--- Source data Enclosed Below ---

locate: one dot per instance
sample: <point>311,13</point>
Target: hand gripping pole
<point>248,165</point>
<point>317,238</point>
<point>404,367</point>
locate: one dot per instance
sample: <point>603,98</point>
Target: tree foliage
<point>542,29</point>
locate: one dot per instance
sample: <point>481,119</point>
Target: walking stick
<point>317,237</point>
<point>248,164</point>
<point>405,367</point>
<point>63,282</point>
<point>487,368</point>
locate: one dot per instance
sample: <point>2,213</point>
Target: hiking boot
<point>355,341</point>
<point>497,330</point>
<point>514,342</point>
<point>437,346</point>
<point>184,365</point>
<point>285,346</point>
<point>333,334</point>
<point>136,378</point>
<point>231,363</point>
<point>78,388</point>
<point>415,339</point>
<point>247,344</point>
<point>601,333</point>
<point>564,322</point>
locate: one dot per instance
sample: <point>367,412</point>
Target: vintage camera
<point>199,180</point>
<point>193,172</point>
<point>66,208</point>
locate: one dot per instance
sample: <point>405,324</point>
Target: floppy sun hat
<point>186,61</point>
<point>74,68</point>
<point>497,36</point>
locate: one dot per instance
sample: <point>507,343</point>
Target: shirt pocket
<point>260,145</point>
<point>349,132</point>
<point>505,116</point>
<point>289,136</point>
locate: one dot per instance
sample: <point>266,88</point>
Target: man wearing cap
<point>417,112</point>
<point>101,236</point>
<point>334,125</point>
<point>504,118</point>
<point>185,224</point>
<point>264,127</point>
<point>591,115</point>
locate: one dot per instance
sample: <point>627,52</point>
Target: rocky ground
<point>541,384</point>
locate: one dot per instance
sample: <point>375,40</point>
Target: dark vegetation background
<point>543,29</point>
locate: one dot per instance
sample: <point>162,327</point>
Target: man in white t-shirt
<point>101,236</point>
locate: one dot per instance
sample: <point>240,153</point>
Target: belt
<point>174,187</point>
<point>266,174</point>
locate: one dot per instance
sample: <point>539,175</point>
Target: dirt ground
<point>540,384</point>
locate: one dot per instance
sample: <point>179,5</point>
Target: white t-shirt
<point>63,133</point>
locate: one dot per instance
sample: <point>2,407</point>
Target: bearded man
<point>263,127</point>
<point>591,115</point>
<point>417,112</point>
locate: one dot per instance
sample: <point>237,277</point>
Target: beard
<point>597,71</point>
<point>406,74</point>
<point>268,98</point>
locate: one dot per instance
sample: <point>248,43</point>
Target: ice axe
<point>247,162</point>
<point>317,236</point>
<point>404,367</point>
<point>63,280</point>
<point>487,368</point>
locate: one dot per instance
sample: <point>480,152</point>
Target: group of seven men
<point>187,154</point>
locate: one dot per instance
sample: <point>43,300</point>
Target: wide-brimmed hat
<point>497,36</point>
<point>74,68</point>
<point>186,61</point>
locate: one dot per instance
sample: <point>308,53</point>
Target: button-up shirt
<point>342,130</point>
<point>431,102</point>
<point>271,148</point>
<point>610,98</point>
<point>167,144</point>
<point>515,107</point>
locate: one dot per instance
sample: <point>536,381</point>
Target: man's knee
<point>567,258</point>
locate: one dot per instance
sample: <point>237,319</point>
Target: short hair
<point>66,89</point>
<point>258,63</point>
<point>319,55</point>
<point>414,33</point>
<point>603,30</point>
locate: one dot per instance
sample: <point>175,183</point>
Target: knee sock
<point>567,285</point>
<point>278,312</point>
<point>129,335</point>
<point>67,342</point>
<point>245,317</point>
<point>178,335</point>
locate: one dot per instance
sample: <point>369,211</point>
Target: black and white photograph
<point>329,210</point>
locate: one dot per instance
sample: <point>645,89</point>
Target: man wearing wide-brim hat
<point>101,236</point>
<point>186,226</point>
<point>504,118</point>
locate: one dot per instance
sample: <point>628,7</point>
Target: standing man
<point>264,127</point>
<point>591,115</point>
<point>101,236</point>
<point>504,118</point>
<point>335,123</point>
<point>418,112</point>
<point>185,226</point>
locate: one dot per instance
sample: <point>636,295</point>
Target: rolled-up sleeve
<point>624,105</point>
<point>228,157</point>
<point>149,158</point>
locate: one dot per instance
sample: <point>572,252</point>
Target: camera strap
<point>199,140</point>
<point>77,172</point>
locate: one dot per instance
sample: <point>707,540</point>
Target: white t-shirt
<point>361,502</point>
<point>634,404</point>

--- End of Enclosed Source data ---

### [Task goal]
The records above must be set down again exactly as written.

### [Answer for this exercise]
locate: one dot per instance
sample: <point>311,13</point>
Target: hand gripping pole
<point>248,165</point>
<point>317,238</point>
<point>404,367</point>
locate: one dot per instance
sample: <point>603,98</point>
Target: tree foliage
<point>542,29</point>
locate: one dot per instance
sample: <point>481,119</point>
Target: walking stick
<point>317,237</point>
<point>248,164</point>
<point>405,367</point>
<point>63,282</point>
<point>487,368</point>
locate: one dot per instance
sample: <point>2,213</point>
Target: hiking boot
<point>355,341</point>
<point>497,330</point>
<point>514,342</point>
<point>437,346</point>
<point>184,365</point>
<point>285,346</point>
<point>333,334</point>
<point>136,378</point>
<point>231,363</point>
<point>78,388</point>
<point>415,339</point>
<point>247,344</point>
<point>601,333</point>
<point>564,322</point>
locate: one dot per instance
sample: <point>367,412</point>
Target: vintage camera
<point>199,180</point>
<point>193,172</point>
<point>66,208</point>
locate: one dot per instance
sample: <point>405,324</point>
Target: floppy sun hat
<point>186,61</point>
<point>74,68</point>
<point>497,36</point>
locate: one dot per instance
sample: <point>507,343</point>
Target: shirt pocket
<point>260,145</point>
<point>349,132</point>
<point>505,116</point>
<point>289,136</point>
locate: one dot per instance
sample: <point>266,88</point>
Target: man wearing cap
<point>417,112</point>
<point>101,236</point>
<point>334,125</point>
<point>504,118</point>
<point>185,224</point>
<point>264,127</point>
<point>591,115</point>
locate: one dot per instance
sample: <point>627,52</point>
Target: rocky ground
<point>541,384</point>
locate: one dot per instance
sample: <point>375,40</point>
Target: dark vegetation background
<point>543,29</point>
locate: one dot per instance
sample: <point>162,327</point>
Target: man in white t-shirt
<point>101,236</point>
locate: one dot per instance
sample: <point>240,153</point>
Target: belt
<point>174,187</point>
<point>266,174</point>
locate: one dot per instance
sample: <point>539,175</point>
Target: dirt ground
<point>540,384</point>
locate: one dot per instance
sample: <point>179,5</point>
Target: white t-shirt
<point>63,133</point>
locate: one dot per instance
sample: <point>2,407</point>
Target: bearded man
<point>263,127</point>
<point>591,115</point>
<point>417,112</point>
locate: one dot per instance
sample: <point>237,277</point>
Target: beard
<point>597,71</point>
<point>406,74</point>
<point>268,98</point>
locate: one dot per instance
sample: <point>248,43</point>
Target: ice axe
<point>247,162</point>
<point>317,236</point>
<point>404,367</point>
<point>63,280</point>
<point>487,368</point>
locate: one dot per instance
sample: <point>480,152</point>
Target: group of seven men
<point>187,154</point>
locate: one dot per instance
sample: <point>43,300</point>
Target: wide-brimmed hat
<point>497,36</point>
<point>74,68</point>
<point>186,61</point>
locate: one dot per instance
sample: <point>308,53</point>
Target: button-up shirt
<point>342,130</point>
<point>431,102</point>
<point>271,148</point>
<point>610,98</point>
<point>167,144</point>
<point>515,107</point>
locate: one dot per instance
sample: <point>536,381</point>
Target: man's knee
<point>567,258</point>
locate: one dot per instance
sample: <point>237,319</point>
Target: short hair
<point>66,89</point>
<point>258,63</point>
<point>319,55</point>
<point>414,33</point>
<point>603,30</point>
locate: one dot per instance
sample: <point>175,183</point>
Target: knee sock
<point>567,285</point>
<point>278,312</point>
<point>129,335</point>
<point>67,342</point>
<point>245,317</point>
<point>178,335</point>
locate: one dot per instance
sample: <point>369,211</point>
Target: black and white photograph
<point>329,210</point>
locate: one dot per instance
sample: <point>645,89</point>
Target: man wearing wide-brim hat
<point>101,236</point>
<point>186,226</point>
<point>504,118</point>
locate: one dot per instance
sample: <point>628,7</point>
Target: standing man
<point>264,127</point>
<point>591,115</point>
<point>101,236</point>
<point>504,118</point>
<point>335,123</point>
<point>418,112</point>
<point>185,226</point>
locate: one dot per instance
sample: <point>636,295</point>
Target: rolled-up sleeve
<point>624,105</point>
<point>228,157</point>
<point>149,158</point>
locate: one dot per instance
sample: <point>572,252</point>
Target: camera strap
<point>199,140</point>
<point>77,172</point>
locate: one dot per instance
sample: <point>707,540</point>
Target: white t-shirt
<point>361,502</point>
<point>634,404</point>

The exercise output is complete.